- [Source text]
Skiing is expected to be one of the most popular millennium packages, with a substantial number of people having already paid deposits to secure their favourite resort. But they too will have to pay a price to be on the piste when the clocks strike midnight on 31 December 1999. First Choice is charging from pounds 735 per person for seven nights' half-board in Meribel, compared to pounds 509 this season.

Inghams, another popular ski operator, will start selling millennium packages by the end of January, but its sales and marketing manager, Laurence Hicks, warns prices will be up to 40 per cent higher than this year. He also says that people who want to go away should not wait until the brochures come out before booking. He urges skiers to put down a deposit now for the resort of their choice.

Inghams has been taking pounds 100 deposits per person for the millennium for the last two years and claims to have over 1,000 pre-registration forms. "These clients will be given priority," said Mr Hicks. "Upon receipt of our "Early-bird" brochure, the popular resorts will have been allocated already and even some who have pre-registered may be disappointed."

Those with a bit more to spend might consider a cruise for the millennium. Although prices are higher than for most package holidays, cruise companies do not seem to be loading prices for the big event like their landlubber competitors.

P&O's flagship, Oriana, is offering a 24-night cruise from 11 December which takes in the Caribbean and crosses the Atlantic to Madeira for a spectacular firework show on New Year's Eve, 1999. Prices start from pounds 3,495 per person, but the cruise line's marketing director, David Dingle, said the average daily rate on Oriana over the period, pounds 231, is just 12 per cent higher than this year, when the ship is in west African waters. Oriana's sister ship, Arcadia, is also having a millennium cruise, taking in west Africa and arriving in Madeira for the firework show. Prices start at pounds 2,695. Oriana can take 1,810 passengers and Arcadia 1,475. Dingle says the company has sold two-thirds of the available cabins. Anyone wanting to book a berth can do so through agents or direct with the company.

- [Provided material]
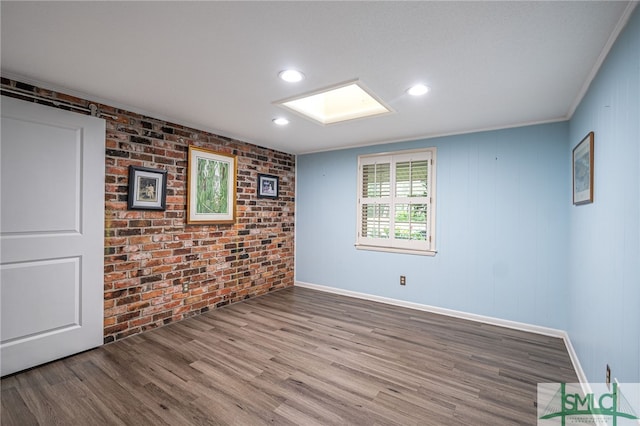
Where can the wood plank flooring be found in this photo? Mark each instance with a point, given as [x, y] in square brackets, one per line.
[297, 357]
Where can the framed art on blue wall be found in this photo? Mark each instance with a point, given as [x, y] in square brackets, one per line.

- [What to work on]
- 1) Quote the millennium travel article word for word between "Inghams has been" and "their landlubber competitors.", inclusive.
- 2) Extend the millennium travel article by writing what comes next after its final sentence.

- [Answers for the tasks]
- 1)
Inghams has been taking pounds 100 deposits per person for the millennium for the last two years and claims to have over 1,000 pre-registration forms. "These clients will be given priority," said Mr Hicks. "Upon receipt of our "Early-bird" brochure, the popular resorts will have been allocated already and even some who have pre-registered may be disappointed."

Those with a bit more to spend might consider a cruise for the millennium. Although prices are higher than for most package holidays, cruise companies do not seem to be loading prices for the big event like their landlubber competitors.

- 2)
One of the most extravagant parties will likely be at Disneyland Paris, although the company is keeping a firm lid on the details until next year. Prices are expected to be high and allocation of beds for the UK market is likely to be tight. Interested parties are advised to register with Disney's preferred operator, Paris Travel Service.

For details, call: The Chester Grosvenor (tel: 01244 324024); Thomson Holidays (tel: 0171-387 9321); First Choice (tel: 01293 560777); P&O Cruises (tel: 0171-800 2345); and Paris Travel Service (tel: 01992 456100).

THE TRAVELLING BUG

HOLIDAYMAKERS who lose their bags, or who experience flight delays over the millennium may find they cannot claim any compensation from their insurance policies.

Most policies on the market state that travellers will not be covered for incidents which are found to be due to the dreaded "millennium bug" - the failure of computers to recognise dates after 2000 because they store only the last two digits for each year.

The good news is that medical cover is not subject to the same rules, so insurance policies should protect you if you fall ill during the millennium period, even in the unlikely event that your illness can be linked to the millennium bug.

JS Insurance's managing director, Steve King, says: "The main fear among insurance companies is that there could be a catastrophe, with air traffic control systems failing all over the world, and consequently flight delays on a massive scale.

"If someone loses their bags in an isolated incident, I don't think insurance companies are going to get picky and try to wriggle out of paying compensation," he said. "If the problem is due to the millennium bug, then bags will go missing on a massive scale, it won't be an isolated incident."

Meanwhile, several charter airlines, including Thomson-owned Britannia, have said they will not be flying for several hours before or after New Year's Eve 1999.

Thomson managing director Richard Bowden-Doyle said it was not a safety issue - despite the doom-sayers' predictions that planes will be raining from the skies because of the bug - but rather that passengers and staff did not want to celebrate the millennium in the air.